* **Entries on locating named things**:
◇ ◇ ◇ ◇ ◇ ◇ ◇
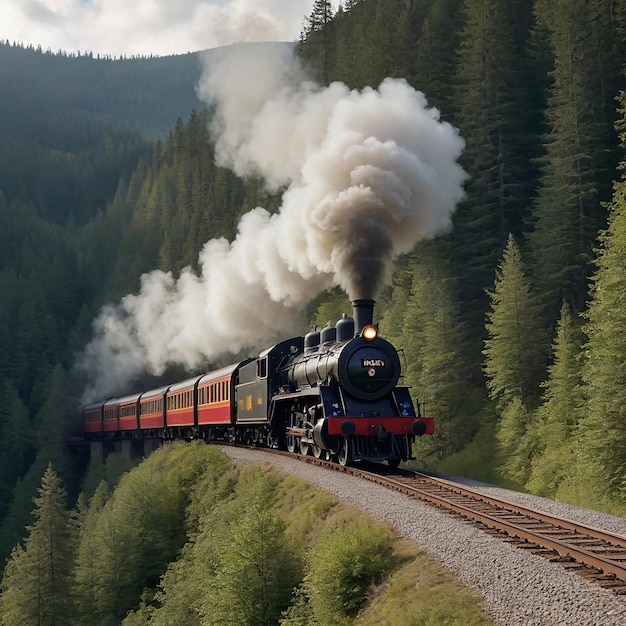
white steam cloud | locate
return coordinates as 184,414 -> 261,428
82,45 -> 466,397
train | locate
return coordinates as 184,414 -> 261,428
81,299 -> 434,467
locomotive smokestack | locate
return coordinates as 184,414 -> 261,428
352,299 -> 376,334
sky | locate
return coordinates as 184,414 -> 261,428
0,0 -> 339,57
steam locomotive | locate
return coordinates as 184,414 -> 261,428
82,300 -> 434,467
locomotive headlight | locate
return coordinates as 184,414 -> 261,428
361,324 -> 378,341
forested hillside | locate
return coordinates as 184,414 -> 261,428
0,0 -> 626,576
0,443 -> 492,626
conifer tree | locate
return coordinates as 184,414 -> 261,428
452,0 -> 533,342
527,303 -> 583,496
483,235 -> 545,484
530,0 -> 617,320
579,93 -> 626,502
483,235 -> 545,409
300,0 -> 336,85
399,253 -> 481,465
205,504 -> 301,626
0,466 -> 74,626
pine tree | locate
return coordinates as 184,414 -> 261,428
530,0 -> 617,319
300,0 -> 336,85
451,0 -> 533,342
399,251 -> 482,466
206,504 -> 300,626
579,93 -> 626,502
483,236 -> 545,484
483,235 -> 545,409
526,303 -> 584,497
0,466 -> 75,626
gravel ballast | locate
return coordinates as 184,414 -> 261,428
220,446 -> 626,626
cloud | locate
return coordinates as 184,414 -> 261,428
0,0 -> 336,56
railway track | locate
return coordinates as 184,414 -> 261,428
235,450 -> 626,595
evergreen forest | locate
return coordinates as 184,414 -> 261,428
0,0 -> 626,624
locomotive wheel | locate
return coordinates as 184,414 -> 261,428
337,437 -> 352,465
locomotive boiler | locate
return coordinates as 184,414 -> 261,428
270,300 -> 433,465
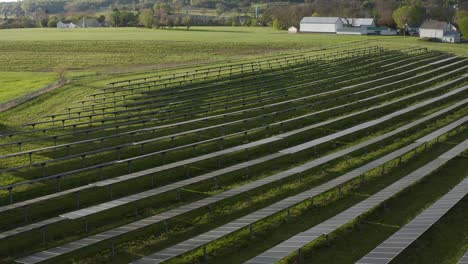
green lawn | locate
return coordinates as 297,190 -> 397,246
0,27 -> 468,71
0,72 -> 57,103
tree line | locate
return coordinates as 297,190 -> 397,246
0,0 -> 468,35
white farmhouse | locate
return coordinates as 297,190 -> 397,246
300,17 -> 375,35
288,27 -> 298,34
300,17 -> 343,33
419,20 -> 460,43
57,21 -> 78,28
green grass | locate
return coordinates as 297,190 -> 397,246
0,27 -> 468,71
0,27 -> 468,116
0,72 -> 57,103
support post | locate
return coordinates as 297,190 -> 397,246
24,206 -> 29,224
41,226 -> 47,245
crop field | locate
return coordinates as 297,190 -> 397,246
0,27 -> 467,72
0,42 -> 468,264
0,72 -> 56,104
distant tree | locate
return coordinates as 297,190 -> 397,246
106,10 -> 121,27
184,16 -> 192,30
457,10 -> 468,36
216,3 -> 226,16
138,9 -> 154,28
174,16 -> 182,27
33,8 -> 49,27
273,19 -> 281,30
375,0 -> 396,27
47,16 -> 59,28
96,15 -> 106,25
392,6 -> 411,29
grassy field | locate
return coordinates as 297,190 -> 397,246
0,27 -> 468,71
0,27 -> 468,127
0,27 -> 468,264
0,72 -> 57,103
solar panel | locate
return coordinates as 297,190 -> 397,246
356,174 -> 468,264
458,251 -> 468,264
9,53 -> 466,262
135,143 -> 421,263
246,140 -> 468,264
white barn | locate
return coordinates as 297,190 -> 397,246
300,17 -> 375,35
57,21 -> 78,28
288,27 -> 298,34
419,20 -> 460,43
341,17 -> 375,27
299,17 -> 343,33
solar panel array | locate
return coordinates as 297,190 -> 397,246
246,140 -> 468,264
0,47 -> 468,263
458,251 -> 468,264
356,174 -> 468,264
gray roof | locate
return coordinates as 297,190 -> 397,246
341,18 -> 374,27
420,20 -> 448,30
301,17 -> 340,24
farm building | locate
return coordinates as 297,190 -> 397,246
57,21 -> 78,28
300,17 -> 343,33
300,17 -> 375,35
288,27 -> 298,33
419,20 -> 460,43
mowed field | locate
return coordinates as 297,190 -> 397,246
0,27 -> 468,125
0,27 -> 466,71
0,27 -> 468,264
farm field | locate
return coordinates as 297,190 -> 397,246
0,72 -> 56,104
0,38 -> 468,264
0,27 -> 467,71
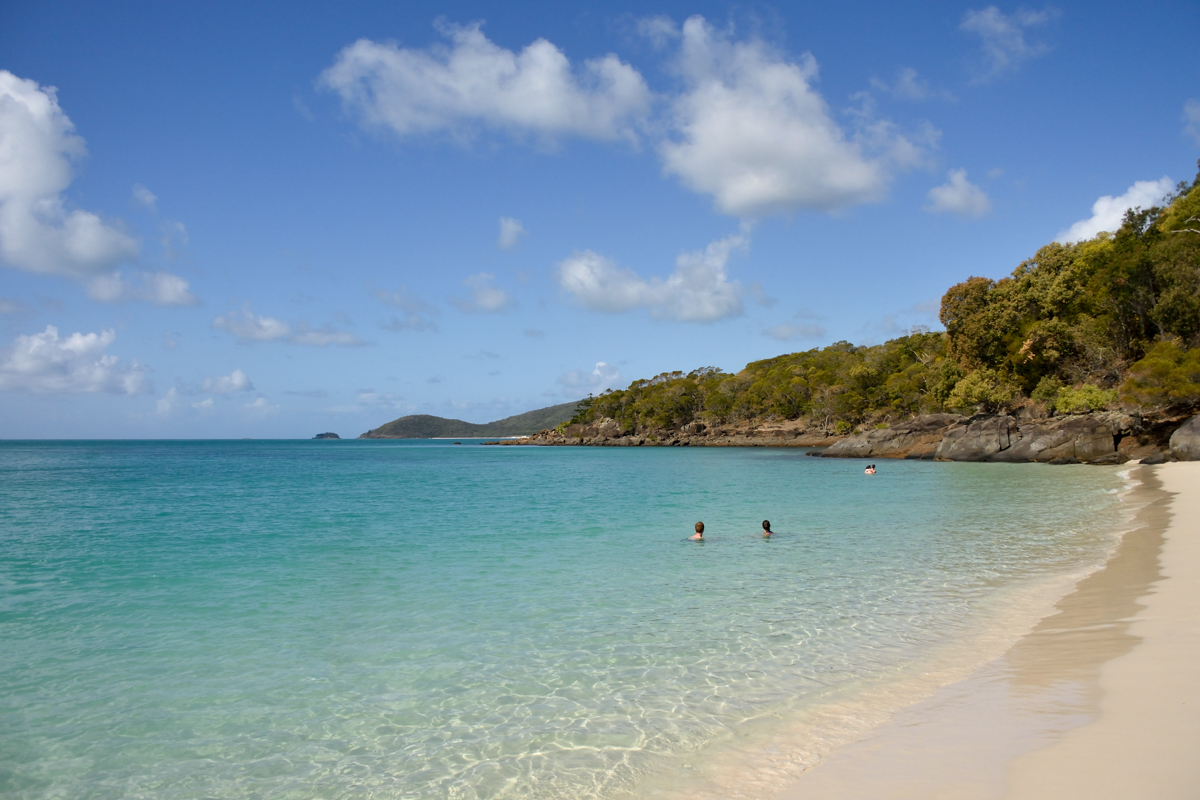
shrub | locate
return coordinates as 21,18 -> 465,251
1121,341 -> 1200,407
1054,384 -> 1117,414
946,369 -> 1018,413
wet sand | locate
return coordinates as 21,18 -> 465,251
776,463 -> 1200,800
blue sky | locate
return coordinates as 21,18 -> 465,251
0,0 -> 1200,438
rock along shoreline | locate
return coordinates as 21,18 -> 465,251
484,411 -> 1200,464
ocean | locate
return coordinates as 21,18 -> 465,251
0,440 -> 1130,800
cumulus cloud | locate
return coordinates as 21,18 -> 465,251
961,6 -> 1056,83
319,23 -> 652,140
556,233 -> 749,323
200,369 -> 254,395
155,387 -> 179,416
925,169 -> 991,217
556,361 -> 620,397
659,17 -> 922,218
496,217 -> 528,249
1183,98 -> 1200,144
450,272 -> 516,314
373,285 -> 438,331
0,70 -> 196,306
212,308 -> 364,347
1055,175 -> 1175,245
0,325 -> 152,395
0,70 -> 138,279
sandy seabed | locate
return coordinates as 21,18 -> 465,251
775,462 -> 1200,800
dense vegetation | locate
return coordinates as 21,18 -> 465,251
571,163 -> 1200,432
360,402 -> 578,439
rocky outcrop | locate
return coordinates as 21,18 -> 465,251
821,414 -> 966,458
1170,415 -> 1200,461
486,411 -> 1200,464
820,413 -> 1153,464
484,417 -> 842,447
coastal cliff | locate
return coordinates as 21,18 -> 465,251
486,411 -> 1200,464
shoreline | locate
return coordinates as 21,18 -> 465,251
769,462 -> 1200,800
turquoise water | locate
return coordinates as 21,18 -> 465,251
0,441 -> 1123,799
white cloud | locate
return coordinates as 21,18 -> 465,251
961,6 -> 1056,83
133,184 -> 158,211
155,387 -> 179,416
450,272 -> 516,314
925,169 -> 991,217
372,285 -> 438,331
556,233 -> 749,323
1055,175 -> 1175,245
200,369 -> 254,395
244,395 -> 280,416
0,70 -> 138,279
496,217 -> 528,249
0,325 -> 152,395
659,17 -> 920,217
557,361 -> 620,397
0,297 -> 29,314
762,308 -> 827,342
637,14 -> 679,48
319,23 -> 652,140
212,308 -> 362,347
86,272 -> 197,306
1183,98 -> 1200,144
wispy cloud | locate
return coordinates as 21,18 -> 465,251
961,6 -> 1058,83
924,169 -> 991,217
450,272 -> 516,314
372,285 -> 438,331
212,308 -> 365,347
496,217 -> 529,249
200,369 -> 254,395
556,361 -> 620,398
1183,98 -> 1200,144
0,325 -> 154,395
762,308 -> 827,342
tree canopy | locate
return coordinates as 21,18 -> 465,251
571,160 -> 1200,432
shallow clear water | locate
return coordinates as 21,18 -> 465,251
0,441 -> 1122,799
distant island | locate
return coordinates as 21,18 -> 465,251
355,401 -> 582,439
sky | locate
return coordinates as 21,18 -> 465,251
0,0 -> 1200,439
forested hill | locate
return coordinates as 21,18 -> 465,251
359,401 -> 580,439
572,161 -> 1200,433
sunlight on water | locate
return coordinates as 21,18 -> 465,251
0,441 -> 1122,799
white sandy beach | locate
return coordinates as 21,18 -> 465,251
776,463 -> 1200,800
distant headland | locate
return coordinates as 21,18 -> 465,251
359,401 -> 581,439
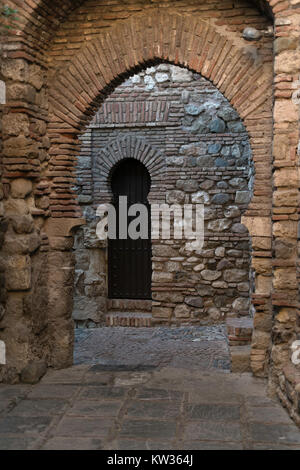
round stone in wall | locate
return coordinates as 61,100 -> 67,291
155,72 -> 169,83
211,193 -> 230,205
192,191 -> 209,204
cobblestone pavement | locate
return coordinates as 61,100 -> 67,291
0,329 -> 300,450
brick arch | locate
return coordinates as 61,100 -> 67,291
93,134 -> 165,202
48,10 -> 273,217
5,0 -> 276,59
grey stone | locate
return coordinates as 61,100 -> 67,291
224,206 -> 241,219
170,65 -> 193,83
229,178 -> 247,189
231,144 -> 241,158
217,181 -> 228,189
197,156 -> 215,168
243,26 -> 262,41
127,400 -> 180,419
155,72 -> 169,83
186,404 -> 240,421
10,399 -> 68,416
197,286 -> 215,297
181,90 -> 191,104
218,107 -> 239,122
211,193 -> 230,205
186,157 -> 197,167
217,259 -> 232,271
179,142 -> 207,157
192,191 -> 209,204
209,118 -> 226,133
21,361 -> 47,384
224,269 -> 248,282
184,421 -> 242,442
0,416 -> 51,435
201,269 -> 222,281
42,437 -> 103,450
190,116 -> 209,134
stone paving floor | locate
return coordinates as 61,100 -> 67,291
0,330 -> 300,450
74,324 -> 230,372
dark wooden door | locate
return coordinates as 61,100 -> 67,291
108,159 -> 152,299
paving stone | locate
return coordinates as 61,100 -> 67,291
252,443 -> 300,450
0,384 -> 32,402
42,437 -> 103,450
120,419 -> 176,439
67,400 -> 122,418
40,364 -> 91,384
137,388 -> 183,402
0,416 -> 52,435
185,404 -> 240,421
184,421 -> 242,442
127,400 -> 180,419
55,416 -> 113,438
10,399 -> 67,416
0,400 -> 13,413
249,423 -> 300,444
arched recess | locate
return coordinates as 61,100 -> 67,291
93,134 -> 165,203
42,10 -> 273,374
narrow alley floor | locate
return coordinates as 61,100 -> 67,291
0,326 -> 300,450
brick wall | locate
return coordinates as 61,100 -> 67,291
0,0 -> 300,430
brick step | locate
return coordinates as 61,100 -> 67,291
108,299 -> 152,312
226,317 -> 253,346
106,312 -> 152,328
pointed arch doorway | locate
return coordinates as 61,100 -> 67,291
108,158 -> 152,299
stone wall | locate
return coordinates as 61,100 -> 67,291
0,0 -> 300,430
73,64 -> 253,326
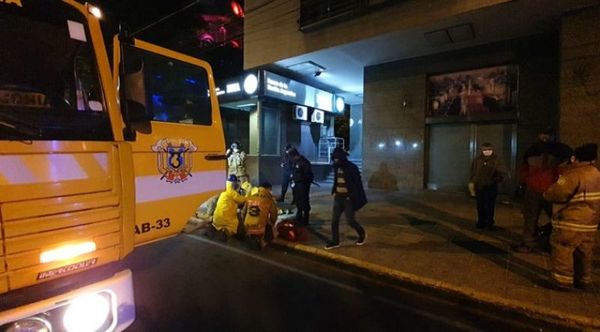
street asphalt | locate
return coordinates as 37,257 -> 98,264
127,231 -> 580,331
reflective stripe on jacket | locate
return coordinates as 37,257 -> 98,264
213,181 -> 246,234
544,164 -> 600,232
242,187 -> 277,234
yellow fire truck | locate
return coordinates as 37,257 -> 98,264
0,0 -> 225,331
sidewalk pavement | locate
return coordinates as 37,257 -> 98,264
273,184 -> 600,329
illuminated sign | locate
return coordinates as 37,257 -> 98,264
310,110 -> 325,123
264,71 -> 333,112
335,96 -> 346,112
244,74 -> 258,95
37,258 -> 98,280
225,83 -> 242,93
267,77 -> 296,98
0,0 -> 23,7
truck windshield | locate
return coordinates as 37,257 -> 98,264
0,0 -> 112,140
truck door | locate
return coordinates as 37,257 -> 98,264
115,40 -> 225,244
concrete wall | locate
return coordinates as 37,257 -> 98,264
244,0 -> 509,68
348,104 -> 363,159
560,7 -> 600,146
363,34 -> 559,190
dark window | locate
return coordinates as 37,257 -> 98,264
126,47 -> 212,126
0,2 -> 113,140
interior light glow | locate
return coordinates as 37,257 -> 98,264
63,293 -> 110,332
88,6 -> 102,19
40,241 -> 96,263
225,83 -> 241,93
243,74 -> 258,95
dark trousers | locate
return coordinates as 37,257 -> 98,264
475,184 -> 498,226
293,182 -> 310,226
331,196 -> 365,244
522,189 -> 552,247
279,171 -> 292,199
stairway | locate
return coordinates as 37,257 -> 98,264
323,159 -> 362,183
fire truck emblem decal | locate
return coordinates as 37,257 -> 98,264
152,138 -> 198,183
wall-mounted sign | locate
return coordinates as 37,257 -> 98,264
264,71 -> 333,112
310,109 -> 325,123
294,105 -> 308,121
244,74 -> 258,95
335,96 -> 346,113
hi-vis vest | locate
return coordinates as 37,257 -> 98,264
544,164 -> 600,232
244,187 -> 277,234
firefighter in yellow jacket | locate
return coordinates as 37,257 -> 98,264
213,174 -> 247,236
242,182 -> 277,248
544,144 -> 600,289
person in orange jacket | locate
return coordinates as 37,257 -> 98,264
212,174 -> 247,237
242,182 -> 277,248
544,144 -> 600,289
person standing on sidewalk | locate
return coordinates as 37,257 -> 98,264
544,144 -> 600,289
512,128 -> 572,253
225,141 -> 250,183
470,143 -> 506,229
242,182 -> 277,249
277,144 -> 295,204
325,147 -> 367,250
289,148 -> 315,226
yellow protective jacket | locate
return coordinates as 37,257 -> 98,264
242,187 -> 277,235
544,164 -> 600,232
213,181 -> 246,235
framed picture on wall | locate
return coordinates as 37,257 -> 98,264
427,65 -> 519,121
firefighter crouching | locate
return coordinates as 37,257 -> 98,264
242,182 -> 277,249
212,174 -> 247,237
544,144 -> 600,289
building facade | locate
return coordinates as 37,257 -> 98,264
217,69 -> 345,184
244,0 -> 600,194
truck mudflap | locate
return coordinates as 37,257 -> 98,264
0,270 -> 135,331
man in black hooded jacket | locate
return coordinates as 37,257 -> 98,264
325,147 -> 367,250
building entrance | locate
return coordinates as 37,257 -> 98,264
427,123 -> 517,194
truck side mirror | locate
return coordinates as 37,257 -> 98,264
123,59 -> 154,124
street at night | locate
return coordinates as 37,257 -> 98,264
128,232 -> 576,331
0,0 -> 600,332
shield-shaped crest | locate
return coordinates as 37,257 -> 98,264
152,138 -> 198,183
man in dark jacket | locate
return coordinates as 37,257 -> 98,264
470,143 -> 506,229
289,148 -> 314,226
277,144 -> 295,204
513,128 -> 572,253
325,147 -> 367,250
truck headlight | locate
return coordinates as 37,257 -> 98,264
6,316 -> 52,332
63,293 -> 111,332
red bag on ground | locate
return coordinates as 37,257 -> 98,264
277,221 -> 308,242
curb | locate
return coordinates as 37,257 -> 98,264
273,239 -> 600,329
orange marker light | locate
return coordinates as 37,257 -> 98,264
40,241 -> 96,263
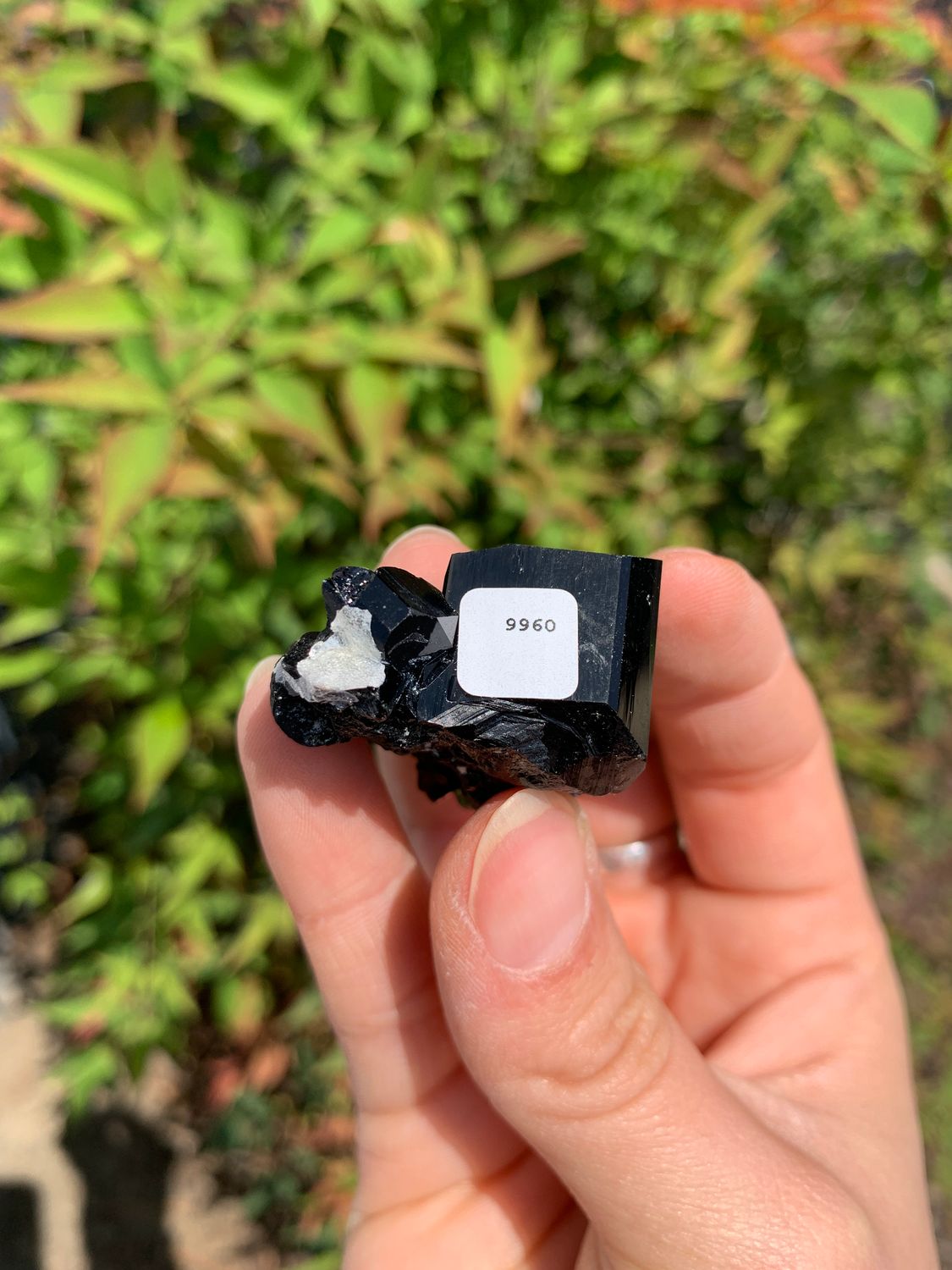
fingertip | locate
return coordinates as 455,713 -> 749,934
381,525 -> 469,587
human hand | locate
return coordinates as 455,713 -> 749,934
239,528 -> 938,1270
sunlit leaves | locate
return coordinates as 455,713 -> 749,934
482,304 -> 553,455
0,368 -> 167,416
845,83 -> 939,154
493,226 -> 586,279
129,696 -> 192,810
0,282 -> 149,345
0,142 -> 142,225
91,419 -> 174,566
338,366 -> 409,478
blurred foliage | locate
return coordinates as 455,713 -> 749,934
0,0 -> 952,1264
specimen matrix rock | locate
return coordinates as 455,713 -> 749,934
272,545 -> 662,803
◇ ◇ ◇ ◇ ◇ ◇ ◇
* **AIM OF THE EXERCISE**: Copy the entries word for word, starting at the line containing "stone wall | locate" and ending after the line containing "243,74 -> 258,95", and leave out the pictures.

* **EXERCISE OUTPUT**:
stone wall | locate
return coordinates as 61,100 -> 67,291
0,0 -> 300,430
73,64 -> 253,326
street asphalt | locate
return coordinates as 37,257 -> 98,264
127,231 -> 580,331
reflective stripe on jacket | locate
return coordinates as 37,257 -> 98,264
213,181 -> 246,234
544,164 -> 600,232
242,187 -> 277,234
yellow fire truck | locate
return coordinates as 37,257 -> 98,264
0,0 -> 225,331
sidewalk pavement | locate
return coordinates as 37,257 -> 98,264
273,184 -> 600,329
illuminated sign | locate
return coordinates as 37,257 -> 98,264
310,110 -> 325,123
264,71 -> 333,112
335,96 -> 346,112
244,74 -> 258,95
37,258 -> 98,280
225,83 -> 242,93
267,77 -> 296,98
0,0 -> 23,7
truck windshield | locate
return coordinates as 37,257 -> 98,264
0,0 -> 112,140
truck door | locate
return coordinates as 37,257 -> 98,264
115,40 -> 225,244
concrete wall | locate
return coordinates as 37,257 -> 98,264
244,0 -> 509,68
348,104 -> 363,159
560,7 -> 600,146
363,34 -> 559,190
dark window | locate
return coordinates as 37,257 -> 98,264
126,47 -> 212,126
0,2 -> 113,140
interior light glow | locate
return coordinates as 37,257 -> 98,264
63,293 -> 110,332
88,6 -> 102,19
40,241 -> 96,263
225,83 -> 241,93
243,74 -> 258,95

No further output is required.